---- ENTRIES SHOWN

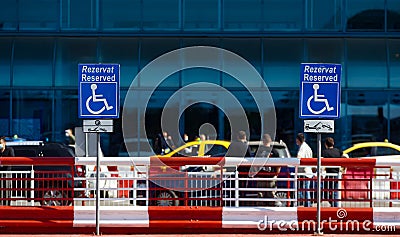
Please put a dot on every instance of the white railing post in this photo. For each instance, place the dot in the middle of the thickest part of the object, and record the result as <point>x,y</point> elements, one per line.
<point>236,188</point>
<point>32,184</point>
<point>147,185</point>
<point>134,191</point>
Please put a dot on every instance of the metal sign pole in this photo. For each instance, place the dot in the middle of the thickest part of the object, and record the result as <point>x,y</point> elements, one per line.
<point>98,186</point>
<point>319,232</point>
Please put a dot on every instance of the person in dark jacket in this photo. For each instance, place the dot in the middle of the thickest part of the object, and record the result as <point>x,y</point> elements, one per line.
<point>239,148</point>
<point>5,151</point>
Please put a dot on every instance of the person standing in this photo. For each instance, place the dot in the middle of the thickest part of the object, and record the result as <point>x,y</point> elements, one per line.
<point>331,186</point>
<point>267,151</point>
<point>307,172</point>
<point>240,147</point>
<point>5,151</point>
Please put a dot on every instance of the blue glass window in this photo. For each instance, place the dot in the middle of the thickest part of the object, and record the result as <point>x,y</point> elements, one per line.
<point>283,15</point>
<point>366,63</point>
<point>324,15</point>
<point>64,118</point>
<point>282,59</point>
<point>161,14</point>
<point>367,114</point>
<point>38,15</point>
<point>5,58</point>
<point>243,15</point>
<point>78,15</point>
<point>5,112</point>
<point>32,113</point>
<point>201,15</point>
<point>126,55</point>
<point>200,74</point>
<point>150,50</point>
<point>33,62</point>
<point>393,15</point>
<point>394,62</point>
<point>394,118</point>
<point>121,14</point>
<point>194,75</point>
<point>248,49</point>
<point>71,52</point>
<point>365,15</point>
<point>8,15</point>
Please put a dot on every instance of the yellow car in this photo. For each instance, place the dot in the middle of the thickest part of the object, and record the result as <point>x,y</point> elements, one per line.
<point>200,148</point>
<point>367,149</point>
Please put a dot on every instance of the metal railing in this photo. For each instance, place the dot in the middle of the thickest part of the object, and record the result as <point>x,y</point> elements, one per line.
<point>180,182</point>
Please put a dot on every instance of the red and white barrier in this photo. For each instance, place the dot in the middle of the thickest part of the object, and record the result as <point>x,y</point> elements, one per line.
<point>184,219</point>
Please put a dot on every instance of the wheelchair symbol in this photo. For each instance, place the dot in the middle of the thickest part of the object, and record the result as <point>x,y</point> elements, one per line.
<point>97,98</point>
<point>318,98</point>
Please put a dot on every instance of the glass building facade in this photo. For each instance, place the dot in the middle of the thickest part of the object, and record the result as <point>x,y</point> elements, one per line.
<point>42,42</point>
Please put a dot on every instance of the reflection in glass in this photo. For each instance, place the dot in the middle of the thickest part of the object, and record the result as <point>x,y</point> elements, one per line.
<point>5,58</point>
<point>283,15</point>
<point>161,14</point>
<point>32,113</point>
<point>367,114</point>
<point>394,135</point>
<point>366,65</point>
<point>394,62</point>
<point>33,62</point>
<point>5,112</point>
<point>282,59</point>
<point>324,15</point>
<point>120,15</point>
<point>201,15</point>
<point>8,15</point>
<point>249,50</point>
<point>150,50</point>
<point>249,17</point>
<point>393,15</point>
<point>77,14</point>
<point>127,58</point>
<point>38,15</point>
<point>64,118</point>
<point>71,52</point>
<point>365,15</point>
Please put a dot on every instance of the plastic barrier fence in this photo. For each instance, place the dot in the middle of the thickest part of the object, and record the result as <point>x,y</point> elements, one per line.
<point>147,195</point>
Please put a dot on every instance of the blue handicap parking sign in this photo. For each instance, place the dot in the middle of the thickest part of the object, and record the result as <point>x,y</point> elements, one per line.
<point>320,90</point>
<point>98,90</point>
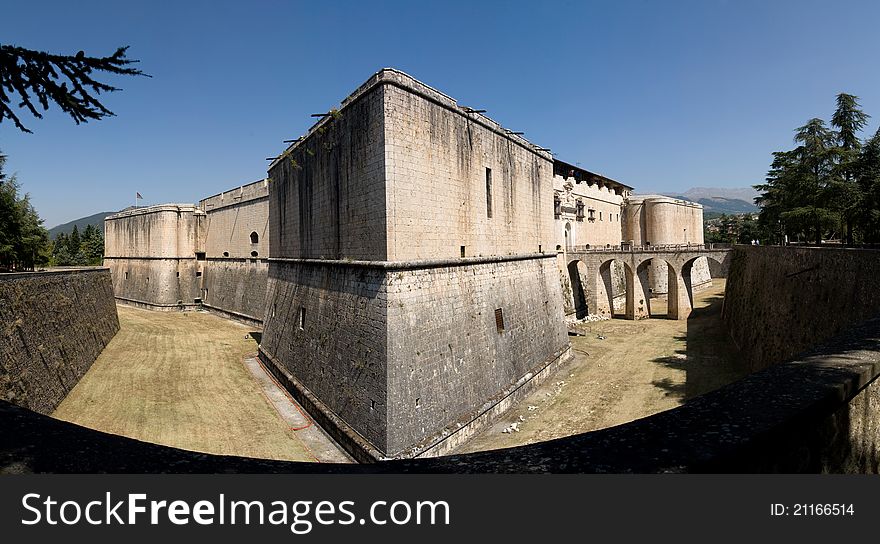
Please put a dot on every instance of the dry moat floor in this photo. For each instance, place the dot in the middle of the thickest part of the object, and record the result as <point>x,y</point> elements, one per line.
<point>637,369</point>
<point>188,379</point>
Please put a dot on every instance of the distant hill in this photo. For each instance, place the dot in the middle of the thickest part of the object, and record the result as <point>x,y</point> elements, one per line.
<point>721,200</point>
<point>81,223</point>
<point>717,205</point>
<point>732,193</point>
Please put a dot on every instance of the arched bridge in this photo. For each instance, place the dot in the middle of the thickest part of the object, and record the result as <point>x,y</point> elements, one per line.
<point>593,275</point>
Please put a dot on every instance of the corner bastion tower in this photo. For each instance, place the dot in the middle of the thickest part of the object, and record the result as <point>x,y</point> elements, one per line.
<point>413,291</point>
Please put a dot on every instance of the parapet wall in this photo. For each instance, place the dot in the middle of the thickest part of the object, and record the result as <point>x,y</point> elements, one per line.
<point>53,325</point>
<point>781,301</point>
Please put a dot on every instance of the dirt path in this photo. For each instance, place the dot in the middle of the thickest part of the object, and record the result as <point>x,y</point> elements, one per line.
<point>638,369</point>
<point>179,379</point>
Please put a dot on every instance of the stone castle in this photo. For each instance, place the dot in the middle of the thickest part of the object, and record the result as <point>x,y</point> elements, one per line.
<point>406,258</point>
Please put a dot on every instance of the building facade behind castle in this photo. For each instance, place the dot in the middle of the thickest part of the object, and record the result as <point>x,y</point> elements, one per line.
<point>404,258</point>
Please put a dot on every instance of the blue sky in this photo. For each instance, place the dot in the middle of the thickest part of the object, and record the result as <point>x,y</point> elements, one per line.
<point>662,96</point>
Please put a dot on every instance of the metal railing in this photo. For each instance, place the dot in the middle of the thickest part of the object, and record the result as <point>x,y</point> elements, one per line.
<point>630,248</point>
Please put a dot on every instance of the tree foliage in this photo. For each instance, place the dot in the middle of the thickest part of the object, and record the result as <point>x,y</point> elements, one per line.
<point>823,188</point>
<point>35,79</point>
<point>86,249</point>
<point>24,242</point>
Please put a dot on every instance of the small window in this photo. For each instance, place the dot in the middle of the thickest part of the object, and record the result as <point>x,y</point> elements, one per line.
<point>489,193</point>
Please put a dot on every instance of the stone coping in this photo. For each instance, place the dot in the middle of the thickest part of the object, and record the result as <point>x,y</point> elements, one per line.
<point>51,272</point>
<point>404,81</point>
<point>769,414</point>
<point>416,263</point>
<point>168,207</point>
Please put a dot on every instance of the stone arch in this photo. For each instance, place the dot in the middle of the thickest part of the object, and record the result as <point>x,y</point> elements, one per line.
<point>577,272</point>
<point>568,240</point>
<point>648,271</point>
<point>687,272</point>
<point>614,281</point>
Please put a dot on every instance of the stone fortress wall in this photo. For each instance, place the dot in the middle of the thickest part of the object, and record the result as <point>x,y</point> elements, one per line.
<point>176,256</point>
<point>151,255</point>
<point>410,289</point>
<point>661,220</point>
<point>236,247</point>
<point>54,326</point>
<point>594,211</point>
<point>414,226</point>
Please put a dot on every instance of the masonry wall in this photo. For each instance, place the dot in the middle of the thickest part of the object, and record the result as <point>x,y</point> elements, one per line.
<point>447,358</point>
<point>53,325</point>
<point>379,198</point>
<point>236,266</point>
<point>782,300</point>
<point>436,160</point>
<point>607,214</point>
<point>151,255</point>
<point>328,193</point>
<point>336,349</point>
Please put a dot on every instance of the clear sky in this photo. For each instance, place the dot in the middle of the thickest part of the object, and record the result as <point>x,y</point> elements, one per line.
<point>662,96</point>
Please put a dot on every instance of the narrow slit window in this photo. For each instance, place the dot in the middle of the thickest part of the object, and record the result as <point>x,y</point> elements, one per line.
<point>499,320</point>
<point>489,193</point>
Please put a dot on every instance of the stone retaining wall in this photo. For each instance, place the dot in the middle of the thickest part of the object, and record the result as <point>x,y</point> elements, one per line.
<point>53,325</point>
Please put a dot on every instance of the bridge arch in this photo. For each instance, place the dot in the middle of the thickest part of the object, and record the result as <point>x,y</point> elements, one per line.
<point>614,280</point>
<point>577,274</point>
<point>653,271</point>
<point>687,272</point>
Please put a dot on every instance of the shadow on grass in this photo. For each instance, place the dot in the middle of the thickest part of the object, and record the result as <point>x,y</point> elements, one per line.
<point>710,360</point>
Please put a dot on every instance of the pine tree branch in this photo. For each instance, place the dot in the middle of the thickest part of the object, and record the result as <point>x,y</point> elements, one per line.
<point>38,78</point>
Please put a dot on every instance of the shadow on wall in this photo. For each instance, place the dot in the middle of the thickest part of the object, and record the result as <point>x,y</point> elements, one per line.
<point>816,414</point>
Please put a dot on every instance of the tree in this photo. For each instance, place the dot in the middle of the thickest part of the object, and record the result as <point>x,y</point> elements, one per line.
<point>74,242</point>
<point>849,120</point>
<point>24,241</point>
<point>38,78</point>
<point>868,180</point>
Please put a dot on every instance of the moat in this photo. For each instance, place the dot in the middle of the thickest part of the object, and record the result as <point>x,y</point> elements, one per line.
<point>183,379</point>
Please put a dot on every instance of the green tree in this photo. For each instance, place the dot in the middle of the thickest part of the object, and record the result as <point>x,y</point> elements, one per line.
<point>36,78</point>
<point>868,179</point>
<point>849,120</point>
<point>24,242</point>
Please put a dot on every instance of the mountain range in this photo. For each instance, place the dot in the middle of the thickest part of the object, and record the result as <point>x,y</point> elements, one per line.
<point>96,219</point>
<point>721,200</point>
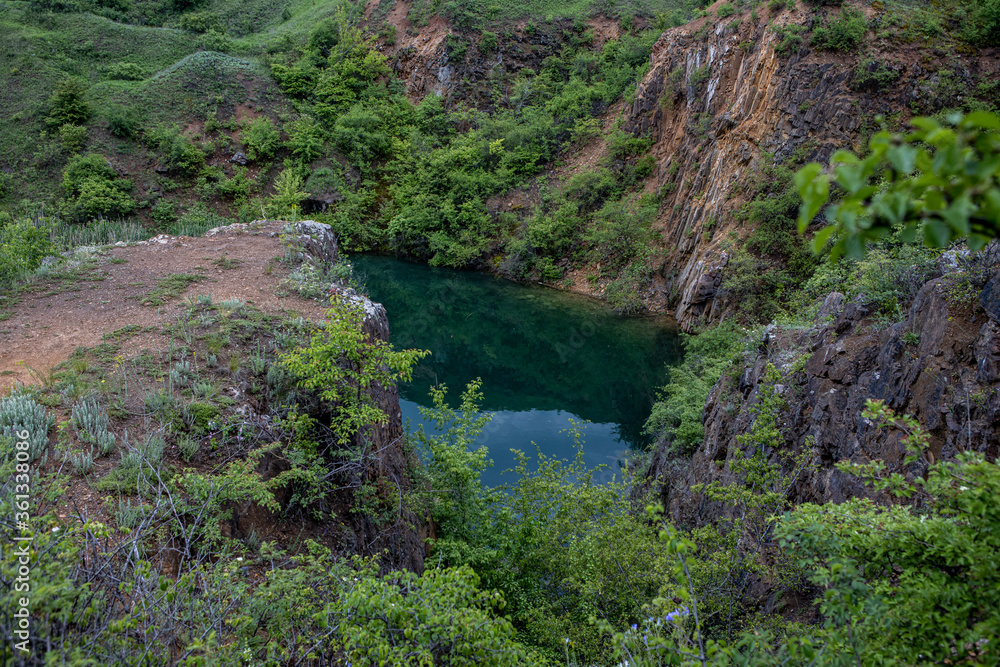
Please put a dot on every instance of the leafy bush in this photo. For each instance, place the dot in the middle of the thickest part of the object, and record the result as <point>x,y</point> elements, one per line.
<point>126,71</point>
<point>872,75</point>
<point>305,140</point>
<point>73,137</point>
<point>773,261</point>
<point>676,415</point>
<point>790,37</point>
<point>904,584</point>
<point>344,363</point>
<point>23,246</point>
<point>260,138</point>
<point>439,618</point>
<point>944,180</point>
<point>844,33</point>
<point>67,104</point>
<point>179,152</point>
<point>90,421</point>
<point>19,412</point>
<point>93,188</point>
<point>124,123</point>
<point>488,42</point>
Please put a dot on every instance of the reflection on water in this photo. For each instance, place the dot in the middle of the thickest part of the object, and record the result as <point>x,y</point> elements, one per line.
<point>544,357</point>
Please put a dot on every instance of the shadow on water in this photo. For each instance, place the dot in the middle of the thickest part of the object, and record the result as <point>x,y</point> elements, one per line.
<point>544,356</point>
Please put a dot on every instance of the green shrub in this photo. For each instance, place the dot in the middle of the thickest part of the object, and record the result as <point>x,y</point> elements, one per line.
<point>676,415</point>
<point>164,212</point>
<point>621,232</point>
<point>93,189</point>
<point>199,22</point>
<point>260,138</point>
<point>488,42</point>
<point>984,29</point>
<point>73,137</point>
<point>18,413</point>
<point>178,151</point>
<point>124,123</point>
<point>90,421</point>
<point>790,38</point>
<point>198,416</point>
<point>843,33</point>
<point>126,71</point>
<point>872,74</point>
<point>67,104</point>
<point>305,140</point>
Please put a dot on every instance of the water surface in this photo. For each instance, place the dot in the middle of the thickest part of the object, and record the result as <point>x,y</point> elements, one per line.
<point>544,356</point>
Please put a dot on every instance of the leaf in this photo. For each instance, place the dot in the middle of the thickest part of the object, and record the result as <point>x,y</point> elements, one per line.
<point>982,119</point>
<point>814,188</point>
<point>903,158</point>
<point>937,234</point>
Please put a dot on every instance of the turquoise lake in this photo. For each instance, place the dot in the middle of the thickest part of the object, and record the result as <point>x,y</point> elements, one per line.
<point>545,357</point>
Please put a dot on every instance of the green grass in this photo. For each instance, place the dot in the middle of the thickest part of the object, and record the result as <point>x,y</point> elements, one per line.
<point>170,287</point>
<point>67,235</point>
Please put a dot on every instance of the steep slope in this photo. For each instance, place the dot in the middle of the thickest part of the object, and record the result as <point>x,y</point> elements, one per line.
<point>719,97</point>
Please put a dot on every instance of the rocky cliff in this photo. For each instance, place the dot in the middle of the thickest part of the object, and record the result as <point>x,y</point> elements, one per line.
<point>941,365</point>
<point>718,96</point>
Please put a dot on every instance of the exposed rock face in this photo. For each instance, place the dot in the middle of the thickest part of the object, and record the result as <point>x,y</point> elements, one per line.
<point>388,472</point>
<point>717,98</point>
<point>940,365</point>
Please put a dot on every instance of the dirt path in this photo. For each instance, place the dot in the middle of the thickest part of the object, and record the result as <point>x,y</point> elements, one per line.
<point>57,315</point>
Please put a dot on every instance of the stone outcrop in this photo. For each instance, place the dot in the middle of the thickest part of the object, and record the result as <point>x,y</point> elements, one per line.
<point>941,365</point>
<point>717,98</point>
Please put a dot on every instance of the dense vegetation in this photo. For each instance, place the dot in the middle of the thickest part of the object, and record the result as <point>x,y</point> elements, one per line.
<point>137,111</point>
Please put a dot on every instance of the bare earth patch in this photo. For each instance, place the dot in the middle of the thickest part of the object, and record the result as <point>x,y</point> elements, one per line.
<point>51,321</point>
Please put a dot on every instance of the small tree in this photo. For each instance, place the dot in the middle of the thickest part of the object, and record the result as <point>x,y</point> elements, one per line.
<point>941,180</point>
<point>346,364</point>
<point>287,193</point>
<point>67,104</point>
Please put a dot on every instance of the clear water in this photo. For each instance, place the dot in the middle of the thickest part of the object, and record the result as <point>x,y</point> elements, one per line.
<point>544,356</point>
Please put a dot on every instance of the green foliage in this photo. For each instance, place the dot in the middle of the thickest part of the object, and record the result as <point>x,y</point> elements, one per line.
<point>488,42</point>
<point>773,261</point>
<point>287,193</point>
<point>843,33</point>
<point>984,28</point>
<point>676,416</point>
<point>90,420</point>
<point>790,38</point>
<point>126,71</point>
<point>124,123</point>
<point>260,138</point>
<point>568,548</point>
<point>93,188</point>
<point>305,140</point>
<point>23,246</point>
<point>900,582</point>
<point>438,618</point>
<point>872,75</point>
<point>68,104</point>
<point>621,232</point>
<point>22,419</point>
<point>454,498</point>
<point>73,137</point>
<point>179,152</point>
<point>941,181</point>
<point>344,363</point>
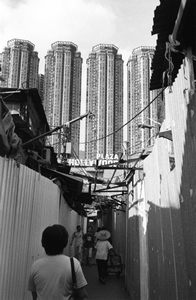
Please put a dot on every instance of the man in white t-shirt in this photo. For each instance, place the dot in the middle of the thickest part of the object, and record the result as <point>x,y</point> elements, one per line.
<point>102,246</point>
<point>51,277</point>
<point>77,237</point>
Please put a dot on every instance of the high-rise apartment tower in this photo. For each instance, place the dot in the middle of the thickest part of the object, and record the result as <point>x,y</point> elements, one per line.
<point>19,65</point>
<point>62,92</point>
<point>142,127</point>
<point>104,98</point>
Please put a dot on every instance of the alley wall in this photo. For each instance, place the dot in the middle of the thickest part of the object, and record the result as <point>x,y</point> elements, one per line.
<point>29,203</point>
<point>161,220</point>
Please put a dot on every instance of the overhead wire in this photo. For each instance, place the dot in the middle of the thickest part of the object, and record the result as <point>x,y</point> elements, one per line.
<point>101,138</point>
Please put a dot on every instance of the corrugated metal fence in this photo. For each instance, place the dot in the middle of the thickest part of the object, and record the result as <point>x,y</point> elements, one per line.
<point>161,214</point>
<point>29,202</point>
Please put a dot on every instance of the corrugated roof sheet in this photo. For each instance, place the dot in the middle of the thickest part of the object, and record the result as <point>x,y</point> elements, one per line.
<point>164,20</point>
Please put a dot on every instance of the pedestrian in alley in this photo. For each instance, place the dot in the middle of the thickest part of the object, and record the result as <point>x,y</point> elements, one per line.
<point>77,238</point>
<point>95,236</point>
<point>88,245</point>
<point>103,246</point>
<point>51,276</point>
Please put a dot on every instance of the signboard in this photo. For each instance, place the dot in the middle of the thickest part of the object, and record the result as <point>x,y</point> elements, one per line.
<point>100,161</point>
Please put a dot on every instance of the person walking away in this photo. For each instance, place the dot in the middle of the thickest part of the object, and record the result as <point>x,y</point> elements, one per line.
<point>102,246</point>
<point>77,238</point>
<point>95,236</point>
<point>51,276</point>
<point>88,245</point>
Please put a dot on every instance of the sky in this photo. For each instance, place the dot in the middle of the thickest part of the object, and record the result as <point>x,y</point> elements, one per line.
<point>126,24</point>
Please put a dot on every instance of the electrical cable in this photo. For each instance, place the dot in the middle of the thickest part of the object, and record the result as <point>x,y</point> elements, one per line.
<point>95,140</point>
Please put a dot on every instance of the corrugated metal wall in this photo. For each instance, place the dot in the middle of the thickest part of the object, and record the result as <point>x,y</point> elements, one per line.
<point>29,202</point>
<point>161,217</point>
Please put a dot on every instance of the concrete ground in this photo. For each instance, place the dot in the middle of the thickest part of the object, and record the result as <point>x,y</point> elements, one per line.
<point>114,289</point>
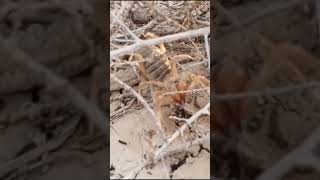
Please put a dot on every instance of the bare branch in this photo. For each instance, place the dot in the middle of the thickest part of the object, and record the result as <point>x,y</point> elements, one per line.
<point>156,41</point>
<point>142,100</point>
<point>193,118</point>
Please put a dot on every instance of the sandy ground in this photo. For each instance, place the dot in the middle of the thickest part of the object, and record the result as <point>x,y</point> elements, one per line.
<point>124,158</point>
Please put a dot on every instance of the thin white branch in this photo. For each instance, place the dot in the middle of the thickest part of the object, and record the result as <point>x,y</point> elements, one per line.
<point>136,171</point>
<point>156,41</point>
<point>193,118</point>
<point>142,100</point>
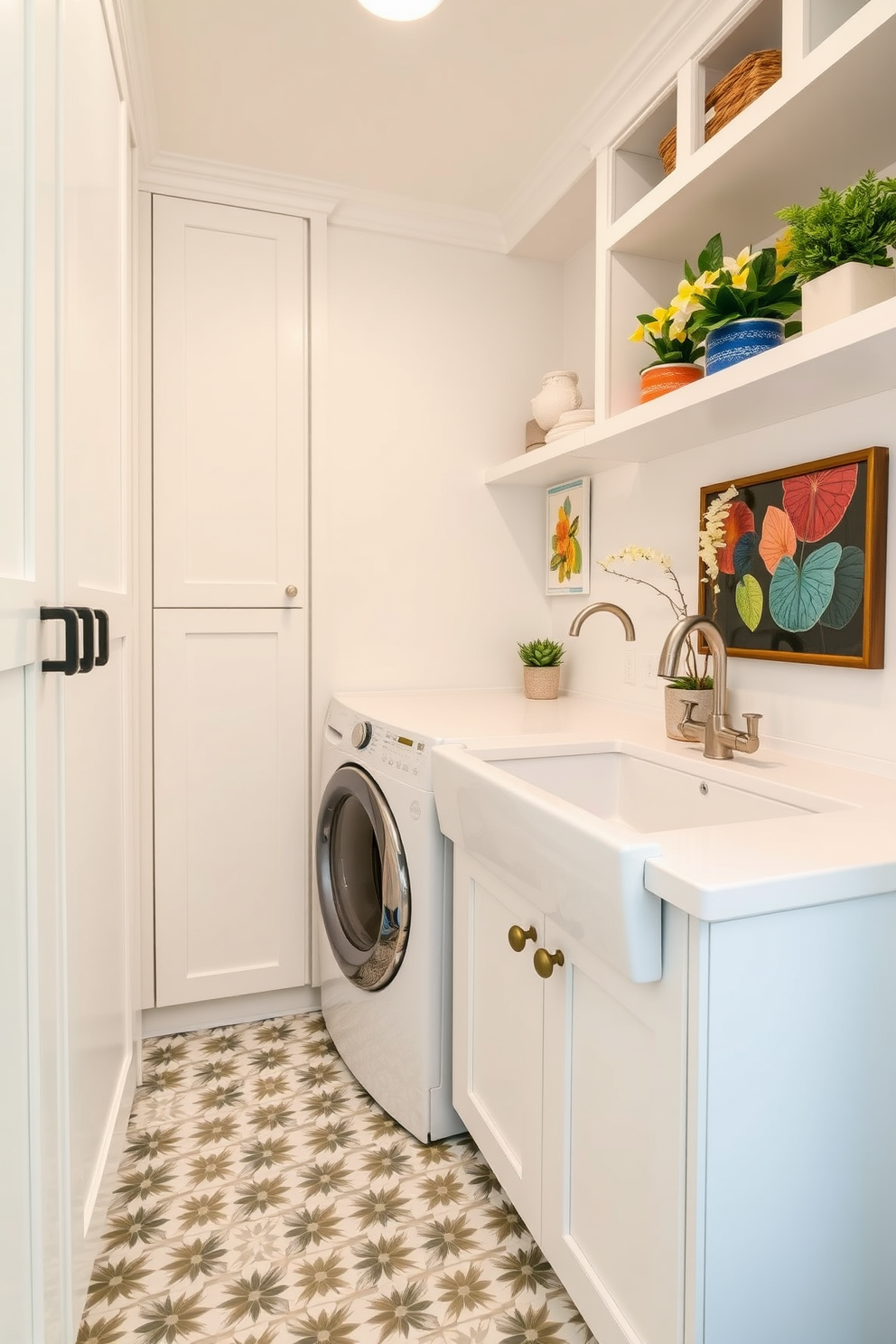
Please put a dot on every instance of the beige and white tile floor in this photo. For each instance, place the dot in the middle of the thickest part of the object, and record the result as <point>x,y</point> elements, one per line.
<point>265,1199</point>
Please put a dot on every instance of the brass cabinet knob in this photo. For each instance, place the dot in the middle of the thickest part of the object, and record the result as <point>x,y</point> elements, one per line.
<point>518,937</point>
<point>546,961</point>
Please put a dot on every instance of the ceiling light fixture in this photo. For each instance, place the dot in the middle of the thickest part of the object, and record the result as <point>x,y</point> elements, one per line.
<point>400,10</point>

--------

STATED PROBLEM: Exactly as they appear, repeat the lines from the one containing "Please put a dot on every instance of the concrete" through the last line of the entries, counting both ends. Pictures stay out.

SOLUTION TO THE EXERCISE:
Please put a dot on every instance of the concrete ground in this photo. For each instance, place the dot in the middle of the thickest part of the object, and record the result as <point>x,y</point> elements, one per line.
<point>114,289</point>
Please put a dot on every instance of the bare branch in this photo. For each instance, place the dot in the middle of the thickest part of the object, and record the result as <point>x,y</point> elements, one per line.
<point>156,41</point>
<point>142,100</point>
<point>193,118</point>
Please put a dot on every instance of the sandy ground in this photo. For each instance, place the dot in the middle of the thickest part of the object, and record the result as <point>x,y</point> elements, one per line.
<point>124,158</point>
Please put a dot on every instance of the thin white branch in this photo. For each instance, place the dot in the middle of the thickest part of the object, and record the result as <point>x,y</point> elements, one per line.
<point>136,171</point>
<point>156,41</point>
<point>193,118</point>
<point>142,100</point>
Please put a dot on every instance of the beige and white tile floor in this photo. For each instance, place the dot in the middle of the thickest part of the object, and record the result as <point>x,y</point> elements, one per line.
<point>265,1199</point>
Please put a dot on every instance of the brass cabinet knob in this photo. For each instance, place the dot in the middle of the thickest part of the object, and record the result as <point>x,y</point> elements, one per line.
<point>518,937</point>
<point>546,961</point>
Please put a dot on every instance of the ceiling light fixture in this photo. For each instance, place the dot in the middle of the thickest part of the object, and record the result as <point>x,y</point> elements, one per line.
<point>400,10</point>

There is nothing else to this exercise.